───── Records for processing ─────

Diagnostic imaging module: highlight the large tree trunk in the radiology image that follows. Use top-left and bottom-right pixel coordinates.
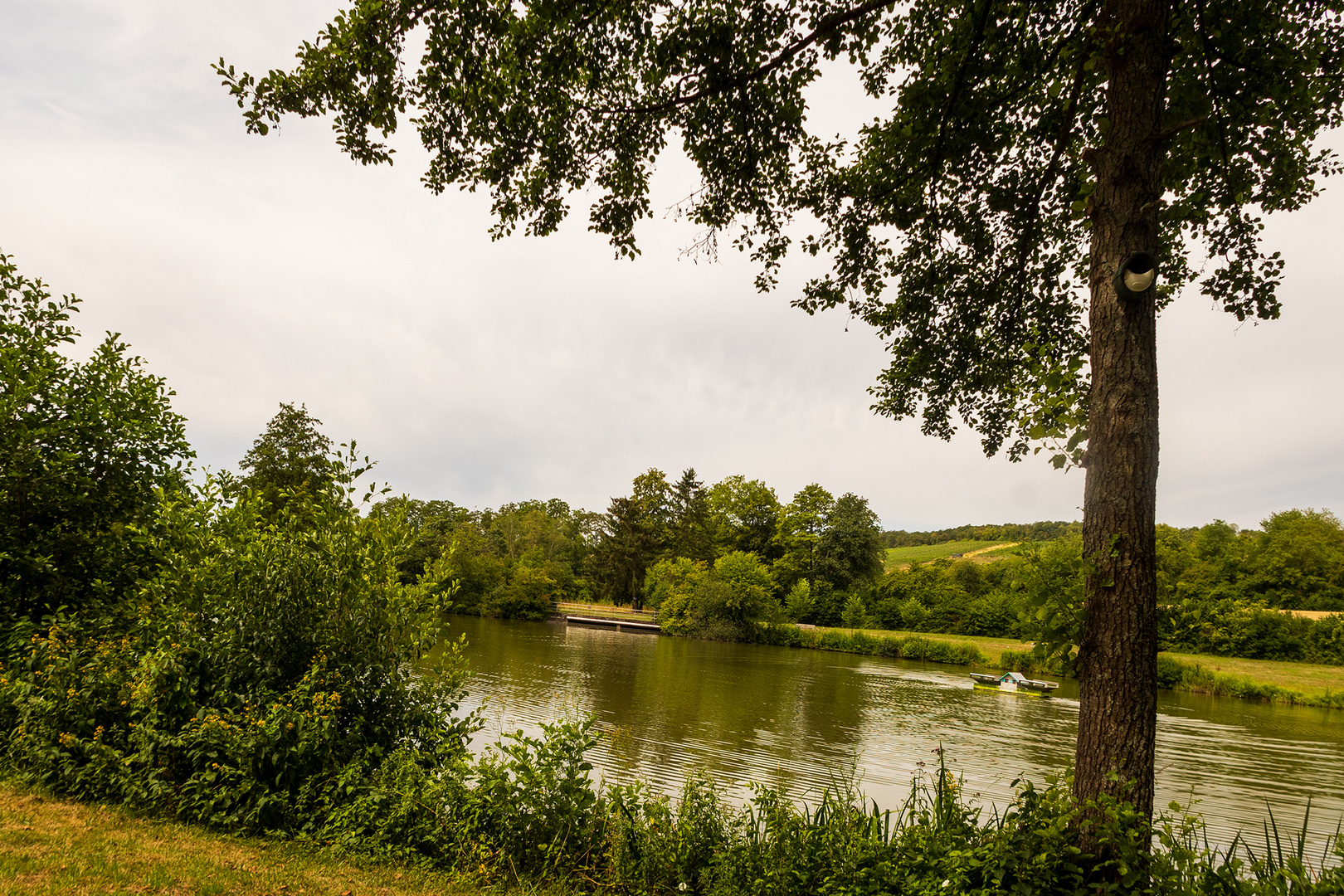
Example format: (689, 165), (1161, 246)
(1074, 0), (1171, 832)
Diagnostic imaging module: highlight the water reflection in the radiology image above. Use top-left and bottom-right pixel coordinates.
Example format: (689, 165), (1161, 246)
(443, 618), (1344, 850)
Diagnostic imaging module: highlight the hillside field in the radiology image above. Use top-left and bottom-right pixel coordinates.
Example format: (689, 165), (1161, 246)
(886, 542), (1012, 571)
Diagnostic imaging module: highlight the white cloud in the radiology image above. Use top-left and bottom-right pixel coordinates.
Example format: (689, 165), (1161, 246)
(0, 2), (1344, 528)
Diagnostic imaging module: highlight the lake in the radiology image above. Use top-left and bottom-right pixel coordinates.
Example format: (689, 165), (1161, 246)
(453, 616), (1344, 859)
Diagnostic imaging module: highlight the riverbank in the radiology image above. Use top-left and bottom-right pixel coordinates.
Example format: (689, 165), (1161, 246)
(0, 782), (481, 896)
(777, 627), (1344, 709)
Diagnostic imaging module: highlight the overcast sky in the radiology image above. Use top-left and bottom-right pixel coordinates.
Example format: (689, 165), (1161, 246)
(0, 0), (1344, 529)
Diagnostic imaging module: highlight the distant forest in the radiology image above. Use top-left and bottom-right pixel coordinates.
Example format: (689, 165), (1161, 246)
(380, 469), (1344, 664)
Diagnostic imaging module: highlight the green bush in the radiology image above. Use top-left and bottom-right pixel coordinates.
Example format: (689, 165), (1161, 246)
(0, 248), (192, 629)
(0, 458), (470, 830)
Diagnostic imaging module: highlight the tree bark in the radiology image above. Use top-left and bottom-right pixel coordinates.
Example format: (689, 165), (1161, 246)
(1074, 0), (1171, 832)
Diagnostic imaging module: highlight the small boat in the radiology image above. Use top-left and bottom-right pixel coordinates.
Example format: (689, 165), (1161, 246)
(971, 672), (1059, 697)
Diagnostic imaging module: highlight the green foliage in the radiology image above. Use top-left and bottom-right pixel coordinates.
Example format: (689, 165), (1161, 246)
(783, 579), (817, 623)
(0, 453), (470, 831)
(1013, 536), (1086, 662)
(706, 475), (782, 560)
(225, 402), (336, 512)
(389, 497), (596, 619)
(840, 594), (869, 629)
(649, 551), (782, 640)
(0, 248), (193, 625)
(816, 493), (883, 590)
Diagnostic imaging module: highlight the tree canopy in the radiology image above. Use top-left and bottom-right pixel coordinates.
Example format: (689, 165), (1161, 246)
(217, 0), (1344, 832)
(0, 254), (193, 619)
(219, 0), (1344, 458)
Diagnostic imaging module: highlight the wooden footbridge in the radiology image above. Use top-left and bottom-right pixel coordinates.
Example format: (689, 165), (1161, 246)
(555, 603), (661, 634)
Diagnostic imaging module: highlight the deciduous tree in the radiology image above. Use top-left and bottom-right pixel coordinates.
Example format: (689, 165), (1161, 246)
(0, 248), (193, 621)
(219, 0), (1344, 827)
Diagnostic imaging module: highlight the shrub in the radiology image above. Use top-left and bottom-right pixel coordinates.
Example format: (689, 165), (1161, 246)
(0, 458), (470, 830)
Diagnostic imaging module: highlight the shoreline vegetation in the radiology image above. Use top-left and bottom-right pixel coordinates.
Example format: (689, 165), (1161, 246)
(0, 254), (1344, 896)
(0, 779), (481, 896)
(559, 603), (1344, 709)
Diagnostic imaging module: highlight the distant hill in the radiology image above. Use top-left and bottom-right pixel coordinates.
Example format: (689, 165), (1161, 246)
(882, 521), (1083, 548)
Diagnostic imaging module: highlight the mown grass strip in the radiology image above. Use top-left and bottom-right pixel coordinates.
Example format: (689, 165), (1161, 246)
(0, 782), (494, 896)
(778, 627), (1344, 709)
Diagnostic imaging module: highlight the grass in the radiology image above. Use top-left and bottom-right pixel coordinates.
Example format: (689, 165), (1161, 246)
(817, 626), (1031, 658)
(1160, 653), (1344, 708)
(0, 782), (494, 896)
(557, 601), (657, 622)
(886, 542), (1004, 571)
(785, 627), (1344, 709)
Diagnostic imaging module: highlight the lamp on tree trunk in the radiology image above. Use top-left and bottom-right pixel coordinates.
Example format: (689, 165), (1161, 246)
(1114, 252), (1157, 298)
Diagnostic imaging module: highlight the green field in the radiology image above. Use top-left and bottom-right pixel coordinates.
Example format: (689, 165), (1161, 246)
(0, 782), (484, 896)
(887, 542), (1006, 570)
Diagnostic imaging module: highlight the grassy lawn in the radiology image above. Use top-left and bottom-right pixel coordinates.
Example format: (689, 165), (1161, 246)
(1162, 653), (1344, 697)
(887, 542), (1004, 570)
(557, 601), (657, 622)
(817, 626), (1031, 662)
(0, 782), (481, 896)
(819, 629), (1344, 697)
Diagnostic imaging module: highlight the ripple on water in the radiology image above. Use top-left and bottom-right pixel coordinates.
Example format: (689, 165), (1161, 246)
(443, 618), (1344, 849)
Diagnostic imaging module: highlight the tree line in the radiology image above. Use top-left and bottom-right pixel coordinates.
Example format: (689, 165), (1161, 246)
(377, 467), (883, 628)
(882, 520), (1082, 548)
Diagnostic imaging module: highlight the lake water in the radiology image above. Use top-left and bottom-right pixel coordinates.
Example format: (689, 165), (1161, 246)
(453, 616), (1344, 859)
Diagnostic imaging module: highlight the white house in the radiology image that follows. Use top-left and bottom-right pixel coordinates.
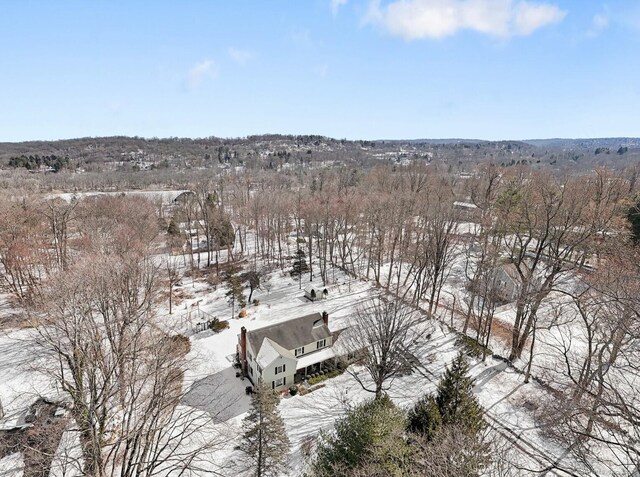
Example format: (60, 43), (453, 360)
(237, 312), (338, 390)
(494, 263), (522, 303)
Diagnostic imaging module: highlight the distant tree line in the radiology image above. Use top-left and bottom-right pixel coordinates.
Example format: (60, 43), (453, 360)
(9, 154), (69, 172)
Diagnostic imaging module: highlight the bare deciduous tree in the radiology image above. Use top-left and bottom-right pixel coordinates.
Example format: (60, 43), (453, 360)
(341, 295), (427, 399)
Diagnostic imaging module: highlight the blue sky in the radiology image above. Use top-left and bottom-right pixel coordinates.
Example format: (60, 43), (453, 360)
(0, 0), (640, 141)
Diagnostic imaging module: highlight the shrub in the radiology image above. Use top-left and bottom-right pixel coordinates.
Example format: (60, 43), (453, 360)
(209, 318), (229, 333)
(307, 369), (343, 386)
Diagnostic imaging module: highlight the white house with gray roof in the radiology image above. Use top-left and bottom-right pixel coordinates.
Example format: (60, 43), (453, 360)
(237, 312), (339, 390)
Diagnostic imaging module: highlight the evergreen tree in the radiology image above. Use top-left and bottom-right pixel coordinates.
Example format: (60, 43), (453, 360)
(312, 395), (410, 477)
(407, 395), (442, 441)
(225, 269), (247, 318)
(435, 352), (486, 434)
(240, 383), (289, 477)
(291, 249), (309, 277)
(167, 217), (180, 237)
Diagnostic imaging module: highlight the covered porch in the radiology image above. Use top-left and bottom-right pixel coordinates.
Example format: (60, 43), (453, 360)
(294, 348), (337, 383)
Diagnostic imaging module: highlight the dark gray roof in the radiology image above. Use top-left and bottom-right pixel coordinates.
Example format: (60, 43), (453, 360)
(247, 313), (331, 353)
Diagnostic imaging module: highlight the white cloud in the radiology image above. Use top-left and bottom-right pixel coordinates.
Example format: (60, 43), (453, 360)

─────

What is needed - Lay out the data as a numbered list, starting at the very beginning and ending at the line that contains "(443, 618), (1344, 850)". Include both ends, drop any blank lines, and leave the pictures out.

Task result -
1. Diagnostic imaging module: highlight the large tree trunk in the radiology image that follows. Use top-left and bottom-right pixel coordinates.
2. Example format: (689, 165), (1161, 246)
3. (1074, 0), (1171, 832)
4. Diagnostic imaging module: highlight the water reflection in the radiology image above. Use top-left and bottom-right pixel coordinates.
5. Example format: (689, 165), (1161, 246)
6. (443, 618), (1344, 850)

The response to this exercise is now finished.